# Soru a:
Hangi satırlarda "edge" kelimesi geçiyor? Bu satırların hepsini olduğu gibi göster.

# Metin alıntısı:
BİR PİRUS ZAFERİ OLMAMASI İÇİN...


BİR PİRUS ZAFERİ OLMAMASI İÇİN...
CHP’nin iki güne yayılan Tüzük Kurultay(lar)ı, parti tüzüğünde gerçekleştirilen değişikliklerin içeriğinden çok Kılıçdaroğlu  ile Baykal-Sav muhalefeti arasındaki  bilek güreşi açısından önem taşıyordu ve genellikle bu açıdan yorumlandı. Biz de bu açıdan bazı gözlemlerimizi özetlemek istiyoruz.
Kılıçdaroğlu’na son şans!
Kurultay(lar)’dan Kılıçdaroğlu ekibinin bariz bir üstünlükle ayrıldığını görüyoruz. Fakat bu zaferin bir “Pirus zaferi”ne dönüşme ihtimali de var. 
Kılıçdaroğlu, bundan önce de parti içi muhalefete karşı giriştiği mücadelelerden parti kamuoyunun açık ve etkin desteğini alarak ayrılmıştı.  Partinin seçimden beklenilen başarıyı elde edememesi üzerine yeniden muhalefetle bir bilek güreşine daha girmek zorunda kalan Kılıçdaroğlu, son kurultaylarla bu bilek güreşinden de galip çıkmış oldu.

# Alıştırma satırları:
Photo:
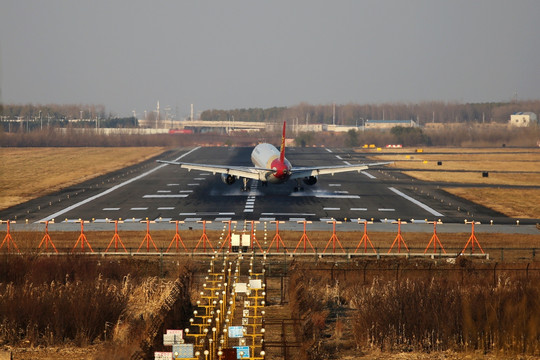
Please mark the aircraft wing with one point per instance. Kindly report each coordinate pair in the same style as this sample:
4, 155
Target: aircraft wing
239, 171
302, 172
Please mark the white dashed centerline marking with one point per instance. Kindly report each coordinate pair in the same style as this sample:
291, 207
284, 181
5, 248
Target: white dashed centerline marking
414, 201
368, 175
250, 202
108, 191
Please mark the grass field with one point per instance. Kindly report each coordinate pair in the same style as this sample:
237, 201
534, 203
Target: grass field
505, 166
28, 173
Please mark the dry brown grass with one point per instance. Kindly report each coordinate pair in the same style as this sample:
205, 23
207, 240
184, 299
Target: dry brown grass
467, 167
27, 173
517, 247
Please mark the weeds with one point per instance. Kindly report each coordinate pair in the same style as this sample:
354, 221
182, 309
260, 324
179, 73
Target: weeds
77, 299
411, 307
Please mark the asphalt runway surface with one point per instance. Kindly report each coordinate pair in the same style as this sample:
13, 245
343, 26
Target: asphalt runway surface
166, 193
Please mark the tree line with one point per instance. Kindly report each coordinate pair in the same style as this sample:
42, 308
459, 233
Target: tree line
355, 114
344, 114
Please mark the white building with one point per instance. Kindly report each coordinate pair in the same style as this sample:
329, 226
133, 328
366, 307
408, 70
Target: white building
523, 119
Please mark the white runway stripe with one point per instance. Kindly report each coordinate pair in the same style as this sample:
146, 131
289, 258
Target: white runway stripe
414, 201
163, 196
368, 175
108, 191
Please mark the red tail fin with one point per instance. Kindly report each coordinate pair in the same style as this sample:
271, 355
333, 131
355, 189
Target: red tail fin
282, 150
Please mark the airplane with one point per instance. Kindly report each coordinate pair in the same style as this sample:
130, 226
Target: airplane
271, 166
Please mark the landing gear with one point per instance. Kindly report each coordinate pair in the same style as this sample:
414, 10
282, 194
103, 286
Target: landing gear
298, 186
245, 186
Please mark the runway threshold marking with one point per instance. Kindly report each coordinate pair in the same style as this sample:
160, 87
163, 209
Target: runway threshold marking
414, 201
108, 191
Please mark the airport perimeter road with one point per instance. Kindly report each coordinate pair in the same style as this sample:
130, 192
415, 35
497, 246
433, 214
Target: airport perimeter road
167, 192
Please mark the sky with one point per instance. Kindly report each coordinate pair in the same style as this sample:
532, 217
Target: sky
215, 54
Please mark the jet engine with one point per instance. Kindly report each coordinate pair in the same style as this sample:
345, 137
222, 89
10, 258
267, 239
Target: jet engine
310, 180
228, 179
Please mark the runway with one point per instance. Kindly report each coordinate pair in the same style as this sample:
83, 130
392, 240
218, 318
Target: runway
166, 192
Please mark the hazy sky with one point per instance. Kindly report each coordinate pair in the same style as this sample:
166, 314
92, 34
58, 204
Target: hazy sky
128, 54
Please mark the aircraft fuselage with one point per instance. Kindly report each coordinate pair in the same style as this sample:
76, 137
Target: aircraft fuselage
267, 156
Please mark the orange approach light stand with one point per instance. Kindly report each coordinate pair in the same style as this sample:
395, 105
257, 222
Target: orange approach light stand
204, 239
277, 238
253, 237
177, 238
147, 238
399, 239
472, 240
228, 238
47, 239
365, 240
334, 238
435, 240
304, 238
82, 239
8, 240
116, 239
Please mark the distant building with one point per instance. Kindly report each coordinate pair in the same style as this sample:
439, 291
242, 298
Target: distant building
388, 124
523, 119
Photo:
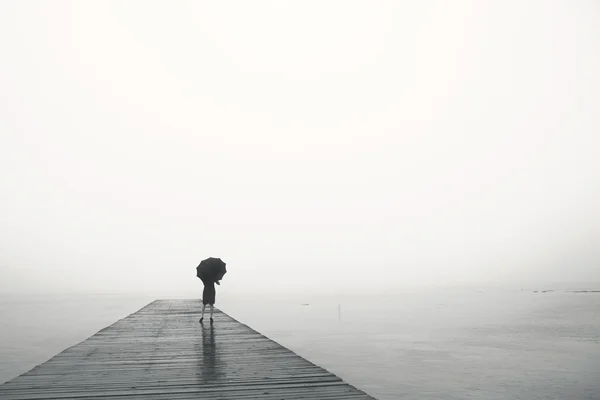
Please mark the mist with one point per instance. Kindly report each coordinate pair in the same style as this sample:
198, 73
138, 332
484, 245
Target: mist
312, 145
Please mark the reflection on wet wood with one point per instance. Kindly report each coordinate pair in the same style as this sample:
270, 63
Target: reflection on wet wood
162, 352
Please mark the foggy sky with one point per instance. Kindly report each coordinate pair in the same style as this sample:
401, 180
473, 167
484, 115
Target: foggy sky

...

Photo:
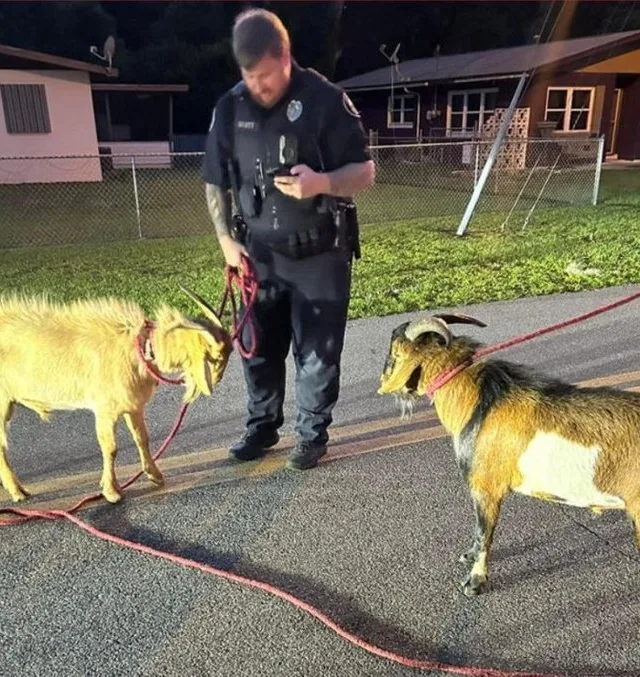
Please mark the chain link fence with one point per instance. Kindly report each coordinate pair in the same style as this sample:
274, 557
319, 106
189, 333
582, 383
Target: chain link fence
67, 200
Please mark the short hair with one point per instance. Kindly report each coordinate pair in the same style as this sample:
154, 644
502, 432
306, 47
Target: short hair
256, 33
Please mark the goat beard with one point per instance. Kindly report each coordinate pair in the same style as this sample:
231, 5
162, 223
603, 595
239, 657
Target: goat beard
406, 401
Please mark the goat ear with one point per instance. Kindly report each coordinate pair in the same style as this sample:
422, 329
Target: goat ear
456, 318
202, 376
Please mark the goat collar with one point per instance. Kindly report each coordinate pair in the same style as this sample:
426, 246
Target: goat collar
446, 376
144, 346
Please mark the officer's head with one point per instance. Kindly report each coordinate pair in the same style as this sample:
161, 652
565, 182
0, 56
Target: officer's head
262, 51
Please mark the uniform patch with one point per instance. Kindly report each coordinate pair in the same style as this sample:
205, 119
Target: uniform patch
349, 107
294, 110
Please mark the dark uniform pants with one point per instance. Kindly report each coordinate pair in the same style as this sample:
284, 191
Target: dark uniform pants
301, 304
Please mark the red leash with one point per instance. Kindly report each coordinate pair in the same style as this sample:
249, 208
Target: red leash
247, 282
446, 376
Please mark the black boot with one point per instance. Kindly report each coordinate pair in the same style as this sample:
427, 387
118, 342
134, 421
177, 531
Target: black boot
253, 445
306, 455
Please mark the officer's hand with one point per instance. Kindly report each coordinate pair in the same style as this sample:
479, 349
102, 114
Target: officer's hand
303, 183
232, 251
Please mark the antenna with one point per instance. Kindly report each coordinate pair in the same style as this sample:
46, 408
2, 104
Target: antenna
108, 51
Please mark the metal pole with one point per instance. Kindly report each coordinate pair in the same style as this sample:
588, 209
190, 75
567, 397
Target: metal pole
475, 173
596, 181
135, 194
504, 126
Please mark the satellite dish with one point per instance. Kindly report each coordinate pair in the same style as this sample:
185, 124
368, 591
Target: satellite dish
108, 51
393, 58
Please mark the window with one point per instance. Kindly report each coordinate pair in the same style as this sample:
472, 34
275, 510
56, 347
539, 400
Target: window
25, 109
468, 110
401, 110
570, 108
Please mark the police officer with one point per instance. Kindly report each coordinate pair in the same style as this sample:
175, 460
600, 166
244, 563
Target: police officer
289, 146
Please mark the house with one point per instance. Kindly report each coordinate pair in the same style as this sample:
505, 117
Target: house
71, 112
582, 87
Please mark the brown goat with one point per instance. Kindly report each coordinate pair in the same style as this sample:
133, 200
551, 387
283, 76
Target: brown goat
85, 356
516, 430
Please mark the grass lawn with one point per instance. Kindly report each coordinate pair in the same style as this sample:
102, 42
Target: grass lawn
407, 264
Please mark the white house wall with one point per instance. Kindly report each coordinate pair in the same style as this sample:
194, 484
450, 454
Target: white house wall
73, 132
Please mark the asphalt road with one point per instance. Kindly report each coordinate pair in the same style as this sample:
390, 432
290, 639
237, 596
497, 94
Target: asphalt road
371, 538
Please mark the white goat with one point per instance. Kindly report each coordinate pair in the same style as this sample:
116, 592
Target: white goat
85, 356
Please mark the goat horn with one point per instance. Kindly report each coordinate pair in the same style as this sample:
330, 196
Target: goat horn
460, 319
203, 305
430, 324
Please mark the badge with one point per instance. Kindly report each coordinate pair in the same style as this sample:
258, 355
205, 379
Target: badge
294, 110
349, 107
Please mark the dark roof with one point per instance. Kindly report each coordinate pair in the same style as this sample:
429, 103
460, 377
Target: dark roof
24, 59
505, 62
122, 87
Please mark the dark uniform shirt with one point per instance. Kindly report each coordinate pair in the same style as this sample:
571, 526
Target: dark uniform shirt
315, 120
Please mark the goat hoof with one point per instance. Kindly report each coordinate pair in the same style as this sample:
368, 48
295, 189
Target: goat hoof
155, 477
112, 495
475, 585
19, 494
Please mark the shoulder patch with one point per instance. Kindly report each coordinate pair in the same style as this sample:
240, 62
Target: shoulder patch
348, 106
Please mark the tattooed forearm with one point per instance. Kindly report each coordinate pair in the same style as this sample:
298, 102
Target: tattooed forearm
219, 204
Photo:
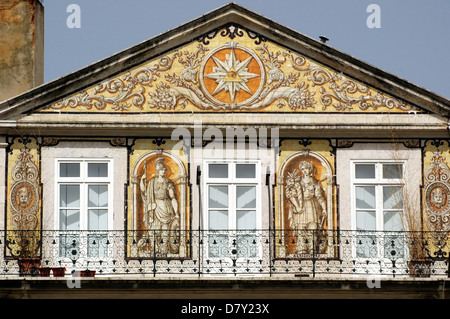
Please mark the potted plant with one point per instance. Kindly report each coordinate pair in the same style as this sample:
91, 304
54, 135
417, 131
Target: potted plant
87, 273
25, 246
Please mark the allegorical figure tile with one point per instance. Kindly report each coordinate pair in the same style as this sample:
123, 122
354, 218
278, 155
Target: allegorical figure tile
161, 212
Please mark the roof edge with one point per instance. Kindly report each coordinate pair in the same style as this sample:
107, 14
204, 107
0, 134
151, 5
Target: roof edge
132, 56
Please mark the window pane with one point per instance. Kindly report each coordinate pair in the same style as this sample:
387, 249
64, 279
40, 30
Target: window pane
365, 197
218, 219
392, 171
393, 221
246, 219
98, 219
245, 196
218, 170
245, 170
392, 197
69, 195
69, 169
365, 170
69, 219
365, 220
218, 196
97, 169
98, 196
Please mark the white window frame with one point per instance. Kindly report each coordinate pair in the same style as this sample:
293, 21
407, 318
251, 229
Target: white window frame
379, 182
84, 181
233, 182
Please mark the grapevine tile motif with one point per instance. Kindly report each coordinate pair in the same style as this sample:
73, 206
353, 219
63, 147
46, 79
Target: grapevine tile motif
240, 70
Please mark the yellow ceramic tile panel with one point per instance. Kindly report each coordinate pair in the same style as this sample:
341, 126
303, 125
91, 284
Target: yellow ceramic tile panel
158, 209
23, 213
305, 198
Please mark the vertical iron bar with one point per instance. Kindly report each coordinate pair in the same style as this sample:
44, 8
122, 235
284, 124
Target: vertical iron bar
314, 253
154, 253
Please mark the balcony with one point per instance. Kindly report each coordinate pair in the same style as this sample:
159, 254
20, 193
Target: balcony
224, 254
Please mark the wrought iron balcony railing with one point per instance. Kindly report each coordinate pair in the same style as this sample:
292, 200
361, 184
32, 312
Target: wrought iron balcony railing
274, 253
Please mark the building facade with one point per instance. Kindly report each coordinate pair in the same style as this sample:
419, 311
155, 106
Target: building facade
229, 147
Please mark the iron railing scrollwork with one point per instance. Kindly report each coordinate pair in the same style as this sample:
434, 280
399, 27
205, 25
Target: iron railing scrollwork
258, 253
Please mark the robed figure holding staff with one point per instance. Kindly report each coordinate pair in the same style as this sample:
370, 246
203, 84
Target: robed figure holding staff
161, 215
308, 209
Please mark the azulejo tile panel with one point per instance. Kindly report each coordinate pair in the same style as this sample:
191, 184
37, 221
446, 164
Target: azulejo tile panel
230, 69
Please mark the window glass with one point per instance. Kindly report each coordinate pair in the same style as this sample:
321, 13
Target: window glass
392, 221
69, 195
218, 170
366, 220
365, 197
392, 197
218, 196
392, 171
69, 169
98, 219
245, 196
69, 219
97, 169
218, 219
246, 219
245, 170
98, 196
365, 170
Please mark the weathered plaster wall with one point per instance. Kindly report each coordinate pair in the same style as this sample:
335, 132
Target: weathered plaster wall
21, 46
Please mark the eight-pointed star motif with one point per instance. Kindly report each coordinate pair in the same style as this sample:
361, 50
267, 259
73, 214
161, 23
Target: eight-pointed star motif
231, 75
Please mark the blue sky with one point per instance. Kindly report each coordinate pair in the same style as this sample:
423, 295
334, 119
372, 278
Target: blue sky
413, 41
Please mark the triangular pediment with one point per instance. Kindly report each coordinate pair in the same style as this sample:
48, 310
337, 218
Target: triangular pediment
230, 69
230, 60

# Soru b:
Yukarıdaki CHP kurultayları yazısında "Kılıçdaroğlu, bundan önce de" diye başlayan paragrafı, ana bilgilerini koruyarak daha kısa yazar mısın?

# Çözüm a:
Please mark the roof edge with one point per instance. Kindly report each coordinate pair in the same style as this sample:
Target: roof edge

# Çözüm b:
Kılıçdaroğlu, parti içi muhalefete karşı önceki mücadelelerinden de parti kamuoyunun açık ve etkin desteğiyle çıkmıştı. Parti seçimde beklenen başarıyı elde edemeyince muhalefetle yeniden bilek güreşine girmek zorunda kaldı ve son kurultaylarla bundan da galip çıktı.